There is no nationalized sports physical, though in 2004 six medical organizations banded together to form something that comes close. Created by the American Academy of Family Physicians, American Academy of Pediatrics, American College of Sports Medicine, American Medical Society of for Sports Medicine, American Orthopedic Society for Sports Medicine, and American Osteopathic Academy of Sports Medicine, the Pre-participation Physical Evaluation is widely used by the associations’ 160,000 members and other healthcare providers. Many individual states, however, have their own standard forms for high school sports participation exams, which you can find by searching your state’s high school activities association.

According to Dr. Chris Manoue, associate professor of orthopedic surgery at the University of South Carolina Sports Center and a team physician of the Carolina Gamecocks, “Most physicians have their own form and a routine set of questions. They should all include the standards, such as whether the adolescent has allergies, surgeries, or injuries and whether there’s a family history of disease.” (See the form USC uses here.)

Even though physicals vary in their comprehensiveness—and, in many cases, from state to state—there are steps you can take to ensure your child gets the best exam possible.

See a specialist (or your primary care physician). Dr. Manoue recommends that parents ask their child’s regular physician, or a doctor specializing in sports or orthopedics, to do the exam. “A lot of high school kids don’t have a regular doctor,” says Dr. Manoue. “For some, [the physical] is the only time they have contact with the health care system.” Each year, his medical team conducts a “mass physical” for 700 kids, free of charge; he also notes that urgent care centers or other medical facilities may charge as little as $20 for an exam. Still, if you have the opportunity and the resources, these sorts of quickie physicals shouldn’t replace a thorough annual screening, especially for competitive athletes who may have special health considerations.

Keep timing in mind. Ideally, sports physicals should take place at least six weeks before the season begins. If your child plays a fall sport, make room for the physical in your family’s summer calendar.

Know your family history. “The most important thing on the exam, especially for younger kids, is a cardiac history,” says Dr. Manoue. Does he have chest pains or shortness of breath, or fatigue easier than other kids? Has anyone in the family died before age 50 from heart problems?” Dr. Manoue notes that USC’s practice is to conduct an exhaustive physical, including blood work and history, at the beginning of a student athlete’s career and every year after that. Do a little investigation into your family’s health: If you have close relatives with cardiovascular conditions such as hypertrophic cardiomyopathy, long QT syndrome, cardiac arrest, or Marfan’s syndrome, your child may need the clearance of a cardiologist.

Keep tabs on diet. Failing a physical for obesity—or for being severely underweight—is a bigger problem than simply hindering your kid’s ability to take part in the sports season. Dr. Lyle Mason, team physician for the NBA’s Utah Jazz, performed physicals on Utah high school athletes for 25 years. “I didn’t always pass these kids,” he says. “I’d sometimes have to ask myself, ‘Could I see this kid dying on the field?’ If the answer was ‘yes,’ I’d unfortunately have to fail his physical.”

Dataset entries
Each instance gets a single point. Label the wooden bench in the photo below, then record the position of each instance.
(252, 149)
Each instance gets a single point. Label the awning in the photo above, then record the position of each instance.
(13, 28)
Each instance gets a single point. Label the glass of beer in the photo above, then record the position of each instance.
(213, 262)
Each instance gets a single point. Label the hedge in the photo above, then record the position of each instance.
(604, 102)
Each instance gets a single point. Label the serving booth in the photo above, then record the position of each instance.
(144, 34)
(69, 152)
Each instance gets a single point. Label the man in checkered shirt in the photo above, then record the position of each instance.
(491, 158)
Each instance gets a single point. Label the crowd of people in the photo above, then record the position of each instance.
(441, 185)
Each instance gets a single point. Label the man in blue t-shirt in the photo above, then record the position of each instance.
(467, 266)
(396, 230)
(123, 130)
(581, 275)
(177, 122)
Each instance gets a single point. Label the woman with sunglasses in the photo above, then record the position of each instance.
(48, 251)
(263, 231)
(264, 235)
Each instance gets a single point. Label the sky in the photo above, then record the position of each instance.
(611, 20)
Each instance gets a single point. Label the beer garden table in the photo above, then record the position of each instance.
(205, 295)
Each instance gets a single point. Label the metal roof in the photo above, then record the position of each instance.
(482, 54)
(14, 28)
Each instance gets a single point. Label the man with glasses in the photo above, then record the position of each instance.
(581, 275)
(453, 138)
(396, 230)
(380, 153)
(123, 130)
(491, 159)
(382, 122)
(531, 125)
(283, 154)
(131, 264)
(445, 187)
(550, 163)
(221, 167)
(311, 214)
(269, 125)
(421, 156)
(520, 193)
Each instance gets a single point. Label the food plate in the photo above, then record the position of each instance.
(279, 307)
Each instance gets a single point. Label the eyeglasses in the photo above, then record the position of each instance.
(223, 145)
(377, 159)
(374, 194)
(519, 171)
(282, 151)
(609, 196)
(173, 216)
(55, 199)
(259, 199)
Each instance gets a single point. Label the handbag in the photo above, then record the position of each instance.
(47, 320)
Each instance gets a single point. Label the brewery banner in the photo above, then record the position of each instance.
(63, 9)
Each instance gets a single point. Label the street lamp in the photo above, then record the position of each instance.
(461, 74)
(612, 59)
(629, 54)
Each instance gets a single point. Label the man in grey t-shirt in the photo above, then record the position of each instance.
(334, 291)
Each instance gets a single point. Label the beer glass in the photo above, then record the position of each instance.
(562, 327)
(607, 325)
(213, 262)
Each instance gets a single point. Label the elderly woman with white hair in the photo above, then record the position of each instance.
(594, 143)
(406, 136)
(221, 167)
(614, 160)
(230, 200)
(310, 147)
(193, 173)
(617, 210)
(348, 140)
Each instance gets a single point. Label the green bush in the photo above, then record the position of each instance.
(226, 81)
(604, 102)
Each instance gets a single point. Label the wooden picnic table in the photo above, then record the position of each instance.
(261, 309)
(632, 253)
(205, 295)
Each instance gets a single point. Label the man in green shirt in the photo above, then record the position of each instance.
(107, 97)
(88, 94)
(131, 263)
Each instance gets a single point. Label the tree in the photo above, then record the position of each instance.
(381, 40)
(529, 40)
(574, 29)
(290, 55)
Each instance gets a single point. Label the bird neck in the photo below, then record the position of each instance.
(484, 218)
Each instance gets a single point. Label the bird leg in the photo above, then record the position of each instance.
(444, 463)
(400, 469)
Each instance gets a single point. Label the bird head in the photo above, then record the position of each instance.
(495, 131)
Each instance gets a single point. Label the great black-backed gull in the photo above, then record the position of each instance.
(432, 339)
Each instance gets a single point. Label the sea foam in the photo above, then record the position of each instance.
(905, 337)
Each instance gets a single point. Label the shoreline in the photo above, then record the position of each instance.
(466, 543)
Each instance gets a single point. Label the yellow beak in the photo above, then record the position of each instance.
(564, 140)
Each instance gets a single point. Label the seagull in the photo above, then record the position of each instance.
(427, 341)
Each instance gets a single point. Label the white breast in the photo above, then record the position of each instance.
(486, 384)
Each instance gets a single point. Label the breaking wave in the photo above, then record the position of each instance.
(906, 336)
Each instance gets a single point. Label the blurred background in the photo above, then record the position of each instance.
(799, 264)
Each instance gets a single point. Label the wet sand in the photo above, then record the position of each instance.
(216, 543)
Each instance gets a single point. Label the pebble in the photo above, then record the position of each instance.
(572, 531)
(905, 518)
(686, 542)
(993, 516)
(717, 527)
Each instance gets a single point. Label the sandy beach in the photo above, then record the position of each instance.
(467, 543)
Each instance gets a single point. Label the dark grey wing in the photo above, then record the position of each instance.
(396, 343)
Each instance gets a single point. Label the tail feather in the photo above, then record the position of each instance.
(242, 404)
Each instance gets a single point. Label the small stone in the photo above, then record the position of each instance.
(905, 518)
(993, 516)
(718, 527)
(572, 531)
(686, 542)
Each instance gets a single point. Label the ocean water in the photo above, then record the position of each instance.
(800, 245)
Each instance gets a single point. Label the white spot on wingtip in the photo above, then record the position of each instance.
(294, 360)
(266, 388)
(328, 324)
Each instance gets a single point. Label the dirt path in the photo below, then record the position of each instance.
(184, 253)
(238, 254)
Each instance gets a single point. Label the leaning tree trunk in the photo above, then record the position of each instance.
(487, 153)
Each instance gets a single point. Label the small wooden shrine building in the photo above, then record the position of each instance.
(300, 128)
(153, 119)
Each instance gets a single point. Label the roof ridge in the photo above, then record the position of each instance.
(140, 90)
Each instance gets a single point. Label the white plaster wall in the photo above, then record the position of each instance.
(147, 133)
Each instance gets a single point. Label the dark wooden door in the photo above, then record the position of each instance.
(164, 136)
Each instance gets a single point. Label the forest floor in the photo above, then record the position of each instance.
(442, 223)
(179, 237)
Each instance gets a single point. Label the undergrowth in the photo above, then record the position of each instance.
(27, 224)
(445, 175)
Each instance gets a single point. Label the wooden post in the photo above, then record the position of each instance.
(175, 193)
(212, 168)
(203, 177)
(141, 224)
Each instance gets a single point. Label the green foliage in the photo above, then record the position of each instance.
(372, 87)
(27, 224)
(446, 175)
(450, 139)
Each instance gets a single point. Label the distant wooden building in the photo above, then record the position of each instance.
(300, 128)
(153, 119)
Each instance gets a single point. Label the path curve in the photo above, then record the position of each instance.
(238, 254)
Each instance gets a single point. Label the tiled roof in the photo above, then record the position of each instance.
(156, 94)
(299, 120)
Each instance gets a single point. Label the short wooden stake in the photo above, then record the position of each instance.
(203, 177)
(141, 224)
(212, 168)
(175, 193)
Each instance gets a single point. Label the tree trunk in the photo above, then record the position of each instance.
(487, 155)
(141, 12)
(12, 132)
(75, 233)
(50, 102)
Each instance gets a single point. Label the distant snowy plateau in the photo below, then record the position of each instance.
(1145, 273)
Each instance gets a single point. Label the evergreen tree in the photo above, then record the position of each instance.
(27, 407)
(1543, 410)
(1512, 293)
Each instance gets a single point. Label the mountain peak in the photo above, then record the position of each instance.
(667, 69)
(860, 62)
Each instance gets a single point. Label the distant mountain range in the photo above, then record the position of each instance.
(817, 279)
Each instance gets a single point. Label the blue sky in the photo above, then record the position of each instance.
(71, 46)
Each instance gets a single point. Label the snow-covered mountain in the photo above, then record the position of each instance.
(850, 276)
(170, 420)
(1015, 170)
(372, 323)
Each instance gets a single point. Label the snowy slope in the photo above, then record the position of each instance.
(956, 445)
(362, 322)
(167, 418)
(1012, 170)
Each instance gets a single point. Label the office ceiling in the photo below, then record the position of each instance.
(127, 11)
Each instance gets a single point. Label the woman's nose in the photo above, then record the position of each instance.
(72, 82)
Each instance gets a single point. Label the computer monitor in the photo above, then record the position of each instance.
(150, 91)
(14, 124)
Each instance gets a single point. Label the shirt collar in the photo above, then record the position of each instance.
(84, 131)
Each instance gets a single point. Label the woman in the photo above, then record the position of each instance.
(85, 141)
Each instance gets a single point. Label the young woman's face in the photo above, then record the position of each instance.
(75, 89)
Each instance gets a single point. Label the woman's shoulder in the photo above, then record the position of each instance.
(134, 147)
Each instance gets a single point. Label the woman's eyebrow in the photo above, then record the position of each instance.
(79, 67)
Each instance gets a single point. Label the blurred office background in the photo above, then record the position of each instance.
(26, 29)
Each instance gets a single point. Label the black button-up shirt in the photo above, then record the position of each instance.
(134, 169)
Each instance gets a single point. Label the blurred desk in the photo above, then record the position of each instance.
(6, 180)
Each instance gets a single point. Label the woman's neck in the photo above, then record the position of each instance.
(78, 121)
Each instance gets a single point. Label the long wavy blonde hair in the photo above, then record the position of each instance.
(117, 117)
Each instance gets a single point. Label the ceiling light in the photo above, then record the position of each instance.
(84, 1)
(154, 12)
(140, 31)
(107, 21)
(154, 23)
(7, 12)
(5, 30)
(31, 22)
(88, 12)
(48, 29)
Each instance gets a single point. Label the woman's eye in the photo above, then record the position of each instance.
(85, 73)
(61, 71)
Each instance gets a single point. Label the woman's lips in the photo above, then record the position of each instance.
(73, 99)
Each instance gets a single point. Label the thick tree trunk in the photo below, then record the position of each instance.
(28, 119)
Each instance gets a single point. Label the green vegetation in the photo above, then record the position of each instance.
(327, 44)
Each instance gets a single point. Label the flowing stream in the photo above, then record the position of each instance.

Work task =>
Repeat the part of the sports physicals passage from "According to Dr." up to and including "USC uses here.)", copying it word for word.

Reply =>
According to Dr. Chris Manoue, associate professor of orthopedic surgery at the University of South Carolina Sports Center and a team physician of the Carolina Gamecocks, “Most physicians have their own form and a routine set of questions. They should all include the standards, such as whether the adolescent has allergies, surgeries, or injuries and whether there’s a family history of disease.” (See the form USC uses here.)